BEGIN Material shown

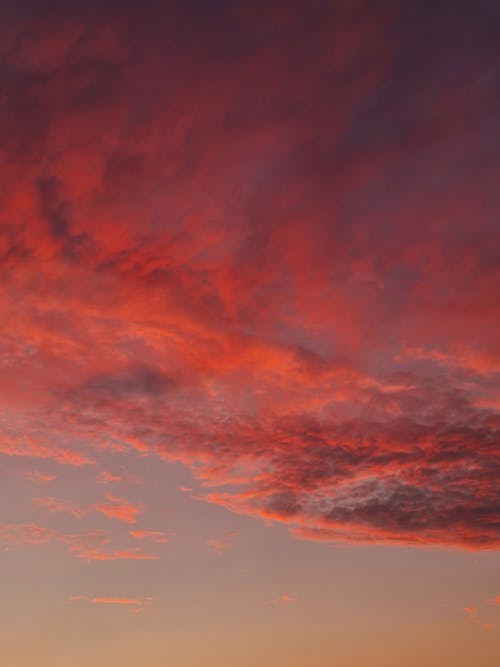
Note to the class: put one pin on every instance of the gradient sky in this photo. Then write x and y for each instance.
(250, 350)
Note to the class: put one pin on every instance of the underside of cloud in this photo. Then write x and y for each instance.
(266, 247)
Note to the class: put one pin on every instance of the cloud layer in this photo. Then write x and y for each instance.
(260, 239)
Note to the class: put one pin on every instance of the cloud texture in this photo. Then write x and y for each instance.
(261, 239)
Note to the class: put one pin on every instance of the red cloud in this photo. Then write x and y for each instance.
(38, 477)
(285, 277)
(150, 536)
(118, 508)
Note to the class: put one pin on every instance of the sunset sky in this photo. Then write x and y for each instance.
(250, 333)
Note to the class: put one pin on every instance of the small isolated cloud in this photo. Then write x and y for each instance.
(220, 544)
(114, 508)
(60, 506)
(118, 508)
(89, 546)
(106, 477)
(283, 600)
(133, 604)
(157, 536)
(38, 477)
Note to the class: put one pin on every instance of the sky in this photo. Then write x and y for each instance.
(249, 351)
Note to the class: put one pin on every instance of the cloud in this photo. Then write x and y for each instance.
(118, 508)
(157, 536)
(220, 544)
(283, 600)
(106, 477)
(114, 508)
(88, 546)
(134, 604)
(277, 266)
(38, 477)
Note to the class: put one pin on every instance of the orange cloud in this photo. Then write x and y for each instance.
(118, 508)
(219, 545)
(157, 536)
(300, 307)
(283, 600)
(135, 602)
(38, 477)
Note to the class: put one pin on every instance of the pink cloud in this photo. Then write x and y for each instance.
(38, 477)
(118, 508)
(299, 306)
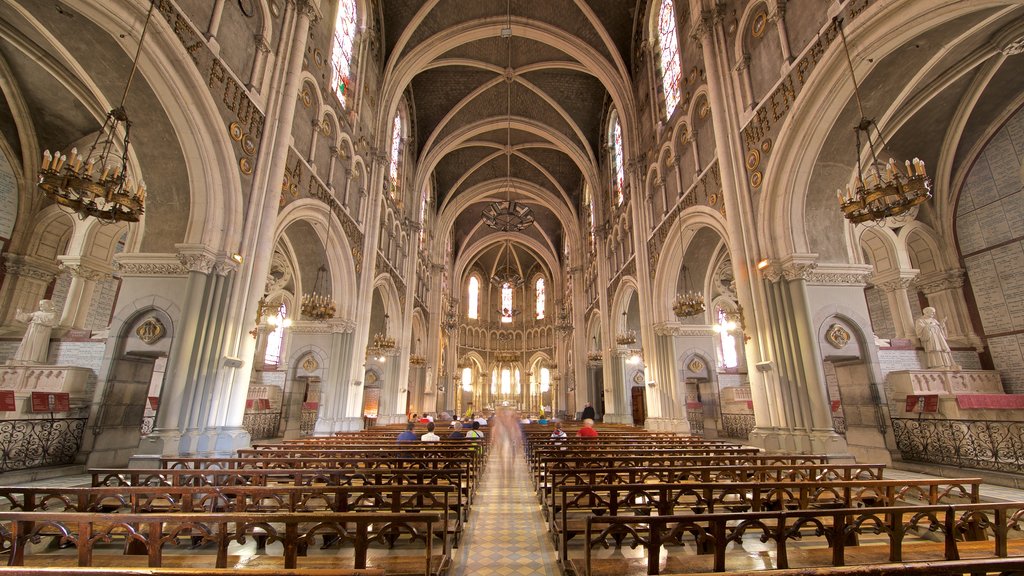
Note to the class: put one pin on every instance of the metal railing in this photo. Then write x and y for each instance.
(695, 417)
(736, 425)
(973, 444)
(261, 425)
(30, 444)
(308, 421)
(839, 424)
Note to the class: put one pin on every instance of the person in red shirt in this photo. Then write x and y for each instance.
(588, 429)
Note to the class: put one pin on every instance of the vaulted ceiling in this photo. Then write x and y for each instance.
(515, 115)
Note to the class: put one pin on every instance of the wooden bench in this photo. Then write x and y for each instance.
(565, 475)
(150, 534)
(416, 498)
(576, 503)
(801, 538)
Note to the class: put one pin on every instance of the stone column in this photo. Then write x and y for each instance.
(84, 275)
(25, 283)
(823, 439)
(895, 286)
(228, 400)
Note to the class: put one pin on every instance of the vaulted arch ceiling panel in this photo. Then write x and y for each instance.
(562, 13)
(576, 92)
(880, 89)
(496, 169)
(616, 18)
(8, 129)
(495, 52)
(439, 90)
(1006, 86)
(561, 168)
(454, 166)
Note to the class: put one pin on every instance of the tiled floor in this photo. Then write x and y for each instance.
(506, 534)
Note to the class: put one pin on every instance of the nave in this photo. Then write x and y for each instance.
(531, 506)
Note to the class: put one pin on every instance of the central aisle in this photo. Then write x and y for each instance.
(506, 533)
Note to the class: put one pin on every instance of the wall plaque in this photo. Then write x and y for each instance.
(151, 331)
(838, 336)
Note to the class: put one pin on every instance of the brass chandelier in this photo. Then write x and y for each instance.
(882, 190)
(320, 304)
(98, 183)
(687, 302)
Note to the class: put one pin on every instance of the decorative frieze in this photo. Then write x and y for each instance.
(152, 264)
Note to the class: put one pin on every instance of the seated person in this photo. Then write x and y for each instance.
(475, 434)
(408, 435)
(588, 429)
(457, 433)
(430, 436)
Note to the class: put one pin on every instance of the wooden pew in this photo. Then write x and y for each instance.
(576, 503)
(802, 538)
(572, 476)
(393, 498)
(76, 571)
(155, 532)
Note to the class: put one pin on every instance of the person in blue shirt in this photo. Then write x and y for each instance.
(409, 435)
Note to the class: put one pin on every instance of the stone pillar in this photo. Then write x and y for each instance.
(944, 291)
(25, 283)
(823, 439)
(84, 275)
(895, 286)
(232, 374)
(334, 387)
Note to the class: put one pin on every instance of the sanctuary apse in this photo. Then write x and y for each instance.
(498, 203)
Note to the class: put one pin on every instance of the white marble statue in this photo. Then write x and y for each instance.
(36, 342)
(932, 333)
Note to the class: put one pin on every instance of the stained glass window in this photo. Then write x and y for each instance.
(506, 302)
(275, 339)
(540, 298)
(671, 68)
(616, 161)
(728, 341)
(395, 152)
(344, 40)
(473, 298)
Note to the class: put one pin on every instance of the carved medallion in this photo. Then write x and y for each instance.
(151, 331)
(753, 160)
(838, 336)
(310, 364)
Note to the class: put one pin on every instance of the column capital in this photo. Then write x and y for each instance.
(799, 266)
(197, 257)
(895, 280)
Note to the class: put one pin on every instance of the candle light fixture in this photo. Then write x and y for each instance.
(881, 190)
(98, 183)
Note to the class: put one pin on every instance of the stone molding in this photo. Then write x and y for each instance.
(677, 329)
(30, 266)
(147, 264)
(333, 326)
(841, 275)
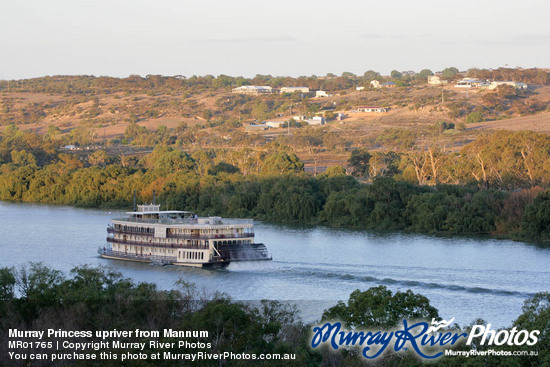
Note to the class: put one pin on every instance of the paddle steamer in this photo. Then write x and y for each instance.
(181, 238)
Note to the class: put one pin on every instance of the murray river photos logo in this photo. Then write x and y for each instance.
(427, 340)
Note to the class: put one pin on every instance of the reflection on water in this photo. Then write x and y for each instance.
(465, 278)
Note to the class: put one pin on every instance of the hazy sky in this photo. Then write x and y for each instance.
(283, 37)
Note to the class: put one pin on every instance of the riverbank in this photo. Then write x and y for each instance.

END Material shown

Problem description: Convert every line of the listing above into a Markdown table with the columns "No." and "Entry", numbering the rows in order and skipping blank lines. Leave the pictures out of the table.

Answer below:
| No. | Entry |
|---|---|
| 1 | Note to the class: put one pin on every instance of the gradient sky in this photo. Then write x and y for each instance. |
| 2 | (250, 350) |
| 3 | Note to the class: put one pin on every instance of the underside of cloud in this photo. Then write x and y for each instance. |
| 4 | (266, 247) |
| 5 | Note to the class: put one pin on every instance of the cloud layer in this photo. Then write x and y for each instance. |
| 6 | (260, 239) |
| 7 | Note to the class: put one pin on every instance of the cloud texture in this photo. Then write x and y for each instance. |
| 8 | (261, 239) |
| 9 | Note to the class: put one pin on every instance of the red cloud in this photo. Then write x and y for each instance. |
| 10 | (38, 477) |
| 11 | (285, 277) |
| 12 | (150, 536) |
| 13 | (118, 508) |
| 14 | Note to the class: put one pin on every instance of the sunset sky in this photo. Then write x and y for each instance. |
| 15 | (250, 333) |
| 16 | Note to the class: put one pin on every instance of the small isolated cloud in this photo. Then write x and y for each instance. |
| 17 | (220, 544) |
| 18 | (114, 508) |
| 19 | (60, 506) |
| 20 | (118, 508) |
| 21 | (89, 546) |
| 22 | (106, 477) |
| 23 | (283, 600) |
| 24 | (133, 604) |
| 25 | (157, 536) |
| 26 | (38, 477) |
| 27 | Note to the class: put one pin on every instance of the sky in this photo. Then write x and y for each instance. |
| 28 | (249, 351) |
| 29 | Note to the class: put one pin on every instance of the cloud in this photo. Then write x and y for each instance. |
| 30 | (118, 508) |
| 31 | (157, 536) |
| 32 | (220, 544) |
| 33 | (283, 600) |
| 34 | (106, 477) |
| 35 | (114, 508) |
| 36 | (88, 546) |
| 37 | (134, 604) |
| 38 | (277, 266) |
| 39 | (38, 477) |
| 40 | Note to the class: put one pin on every instance of the orange cloud in this photo. Then write x and y for each instance. |
| 41 | (118, 508) |
| 42 | (219, 545) |
| 43 | (157, 536) |
| 44 | (300, 307) |
| 45 | (283, 600) |
| 46 | (135, 602) |
| 47 | (38, 477) |
| 48 | Note to the class: put one pin on every instance of the pink cloud in this photo. Then write x and y for each instance. |
| 49 | (38, 477) |
| 50 | (118, 508) |
| 51 | (299, 306) |
| 52 | Note to the class: put one pin on every instance of the metal railing in this photo. Then write x and y for each instance. |
| 53 | (695, 417) |
| 54 | (736, 425) |
| 55 | (973, 444) |
| 56 | (261, 425) |
| 57 | (30, 444) |
| 58 | (308, 421) |
| 59 | (839, 424) |
| 60 | Note to the class: put one pin on every instance of the person in red shirt in this photo. Then write x and y for each instance. |
| 61 | (588, 429) |
| 62 | Note to the class: put one pin on every instance of the vaulted ceiling in this photo. Then write x and y for each instance. |
| 63 | (515, 115) |
| 64 | Note to the class: put one pin on every instance of the wooden bench in this photo. Then write x and y for each instance. |
| 65 | (565, 475) |
| 66 | (150, 534) |
| 67 | (416, 498) |
| 68 | (576, 503) |
| 69 | (801, 538) |
| 70 | Note to the class: put one pin on every instance of the stone column in this photo. Then write x and y for each instance. |
| 71 | (84, 275) |
| 72 | (25, 283) |
| 73 | (823, 439) |
| 74 | (895, 286) |
| 75 | (228, 400) |
| 76 | Note to the class: put one pin on every instance of the vaulted arch ceiling panel in this photo. Then write x and y for each instance. |
| 77 | (562, 13) |
| 78 | (576, 92) |
| 79 | (880, 89) |
| 80 | (496, 169) |
| 81 | (616, 18) |
| 82 | (8, 129) |
| 83 | (495, 52) |
| 84 | (439, 90) |
| 85 | (1006, 86) |
| 86 | (561, 168) |
| 87 | (454, 166) |
| 88 | Note to the class: put one pin on every instance of the tiled floor in this photo. Then write x and y for each instance. |
| 89 | (506, 534) |
| 90 | Note to the class: put one pin on every instance of the nave in this photo. Then write x and y for each instance. |
| 91 | (531, 506) |
| 92 | Note to the class: put one pin on every instance of the central aisle in this photo. Then write x and y for each instance. |
| 93 | (506, 533) |
| 94 | Note to the class: put one pin on every instance of the wall plaque in this photo. Then write x and y for each instance. |
| 95 | (151, 331) |
| 96 | (838, 336) |
| 97 | Note to the class: put one pin on every instance of the brass chandelier in this photo. Then write x and y for each instance. |
| 98 | (882, 190) |
| 99 | (320, 304) |
| 100 | (98, 183) |
| 101 | (687, 302) |
| 102 | Note to the class: put one pin on every instance of the decorative frieze in this photo. Then write x and y for each instance. |
| 103 | (152, 264) |
| 104 | Note to the class: put one pin on every instance of the seated person in this photo. Then write x and y for each instance. |
| 105 | (475, 434) |
| 106 | (408, 435) |
| 107 | (588, 429) |
| 108 | (457, 433) |
| 109 | (430, 436) |
| 110 | Note to the class: put one pin on every instance of the wooden pew in this photo. Then write x and y for each instance. |
| 111 | (576, 503) |
| 112 | (802, 538) |
| 113 | (572, 476) |
| 114 | (393, 498) |
| 115 | (76, 571) |
| 116 | (155, 532) |
| 117 | Note to the class: put one pin on every instance of the person in blue shirt in this photo. Then write x and y for each instance. |
| 118 | (409, 435) |
| 119 | Note to the class: put one pin on every instance of the stone pillar in this photo. Then write x and y for each instance. |
| 120 | (944, 291) |
| 121 | (25, 283) |
| 122 | (823, 439) |
| 123 | (84, 275) |
| 124 | (895, 286) |
| 125 | (232, 374) |
| 126 | (334, 387) |
| 127 | Note to the class: put one pin on every instance of the sanctuary apse in this photo. Then write x and y for each instance. |
| 128 | (498, 203) |
| 129 | Note to the class: put one pin on every instance of the white marble statue in this photo. Then write x and y for each instance. |
| 130 | (36, 342) |
| 131 | (932, 333) |
| 132 | Note to the class: put one pin on every instance of the stained glass window in this photo. Then write x and y for each instance. |
| 133 | (506, 302) |
| 134 | (275, 339) |
| 135 | (540, 298) |
| 136 | (671, 68) |
| 137 | (616, 161) |
| 138 | (728, 341) |
| 139 | (395, 152) |
| 140 | (344, 40) |
| 141 | (473, 298) |
| 142 | Note to the class: put one pin on every instance of the carved medallion in this photo. Then write x and y for each instance. |
| 143 | (151, 331) |
| 144 | (753, 160) |
| 145 | (838, 336) |
| 146 | (310, 364) |
| 147 | Note to the class: put one pin on every instance of the column capital in this photo. Then write x and y for each instance. |
| 148 | (799, 266) |
| 149 | (197, 257) |
| 150 | (895, 280) |
| 151 | Note to the class: put one pin on every instance of the candle light fixture in this photo. Then write x and y for each instance. |
| 152 | (881, 190) |
| 153 | (98, 183) |
| 154 | Note to the class: put one pin on every instance of the stone molding in this photo. Then write x and y for each instance. |
| 155 | (677, 329) |
| 156 | (30, 266) |
| 157 | (147, 264) |
| 158 | (333, 326) |
| 159 | (841, 275) |
| 160 | Note to the class: put one pin on every instance of the paddle steamer in this photo. Then write x and y for each instance. |
| 161 | (181, 238) |
| 162 | Note to the class: put one pin on every instance of the murray river photos logo in this photo. Then write x and y for each instance. |
| 163 | (427, 340) |
| 164 | Note to the class: put one pin on every instance of the reflection on water in this photo. Then write x and y for each instance. |
| 165 | (465, 278) |
| 166 | Note to the class: put one pin on every instance of the hazy sky in this photo. Then write x and y for each instance. |
| 167 | (283, 37) |
| 168 | Note to the class: put one pin on every instance of the riverbank in this photo. Then write x and y for each instance. |